Record cocaine hauls in Europe as 'big party' predicted post Covid vaccinations

'Dramatic' increase in purity of cocaine on the streets in the last ten years, analyst says
Record cocaine hauls in Europe as 'big party' predicted post Covid vaccinations

Covid-19 had “very little impact” on cocaine supply and may have “even helped”, one expert has said.

Seizures of cocaine in Europe have continued to break records over the last two years, according to updates from the EU drugs agency.

The European Monitoring Centre for Drugs and Drug Addiction said this was true for both the volume of cocaine seized and the number of seizures, with Covid-19 restrictions appearing not to have any impact.

The trend was revealed by the centre at the launch of a new report on cocaine trafficking into Europe, which sees no immediate end in continuing high levels of production and supply from South America.

It comes soon after the biggest ever seizure of cocaine in Europe, with 16 tonnes in Hamburg, Germany. It was linked to a 7-tonne seizure in Antwerp, Belgium, all from a 23-tonne shipment from Paraguay.

And it follows the largest seizure of cocaine in Ireland in many years, when 172kgs of the drug was found in Cork Port, inside a container shipped from Costa Rica.

Speaking at the launch of The Cocaine Pipeline to Europe, co-author Jeremy McDermott warned of a “very big party” once Covid-19 vaccinations take effect.

The executive director of InSight Crime said this would involve a large rise in cocaine consumption in Europe, which, he said, might be temporary, but could last longer.

Laurent Laniel, principal scientific analyst at the centre, said figures showed a doubling in seizures of cocaine in Europe since 2013, with record hauls in 2017 and again in 2018.

→ To do
**1)** According to the article about cocaine seizures, how much cocaine was found in Cork Port?
**2)** Write out the part of the article about cocaine seizures that opens with the words containing "And it follows" and closes with "could last longer.".
Rely only on the article about cocaine seizures for these tasks.

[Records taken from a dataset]
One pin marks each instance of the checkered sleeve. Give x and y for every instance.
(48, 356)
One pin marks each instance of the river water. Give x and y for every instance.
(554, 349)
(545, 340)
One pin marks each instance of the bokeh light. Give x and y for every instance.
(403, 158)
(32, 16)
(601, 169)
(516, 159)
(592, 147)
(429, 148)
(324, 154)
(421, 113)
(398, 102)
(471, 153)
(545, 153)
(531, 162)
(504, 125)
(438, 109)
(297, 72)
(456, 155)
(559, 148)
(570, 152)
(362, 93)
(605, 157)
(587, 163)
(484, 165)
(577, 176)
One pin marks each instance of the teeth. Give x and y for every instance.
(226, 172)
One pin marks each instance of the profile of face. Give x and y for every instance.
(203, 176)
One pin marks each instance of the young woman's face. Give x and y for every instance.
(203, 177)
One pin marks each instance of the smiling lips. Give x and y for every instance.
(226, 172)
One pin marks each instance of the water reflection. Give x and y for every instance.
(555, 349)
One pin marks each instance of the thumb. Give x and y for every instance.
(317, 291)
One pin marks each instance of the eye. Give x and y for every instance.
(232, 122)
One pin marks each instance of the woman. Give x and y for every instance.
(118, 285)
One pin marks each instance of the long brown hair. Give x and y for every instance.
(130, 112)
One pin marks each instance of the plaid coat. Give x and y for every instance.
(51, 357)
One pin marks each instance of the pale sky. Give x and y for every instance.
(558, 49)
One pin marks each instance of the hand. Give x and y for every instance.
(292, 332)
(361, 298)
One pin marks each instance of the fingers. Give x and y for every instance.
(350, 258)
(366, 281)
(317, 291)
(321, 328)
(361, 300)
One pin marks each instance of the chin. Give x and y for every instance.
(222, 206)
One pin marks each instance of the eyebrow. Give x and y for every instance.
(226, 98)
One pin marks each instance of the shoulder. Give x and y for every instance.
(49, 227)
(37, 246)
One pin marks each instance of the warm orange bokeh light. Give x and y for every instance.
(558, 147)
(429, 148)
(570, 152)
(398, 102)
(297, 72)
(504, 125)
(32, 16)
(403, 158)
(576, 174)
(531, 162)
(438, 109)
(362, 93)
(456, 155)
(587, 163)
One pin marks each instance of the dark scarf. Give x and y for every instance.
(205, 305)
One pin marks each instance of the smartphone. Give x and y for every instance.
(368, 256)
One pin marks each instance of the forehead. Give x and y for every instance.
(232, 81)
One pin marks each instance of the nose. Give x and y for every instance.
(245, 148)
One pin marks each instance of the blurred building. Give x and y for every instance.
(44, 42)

→ Results by task
**1)** 172kgs

**2)**
And it follows the largest seizure of cocaine in Ireland in many years, when 172kgs of the drug was found in Cork Port, inside a container shipped from Costa Rica.

Speaking at the launch of The Cocaine Pipeline to Europe, co-author Jeremy McDermott warned of a “very big party” once Covid-19 vaccinations take effect.

The executive director of InSight Crime said this would involve a large rise in cocaine consumption in Europe, which, he said, might be temporary, but could last longer.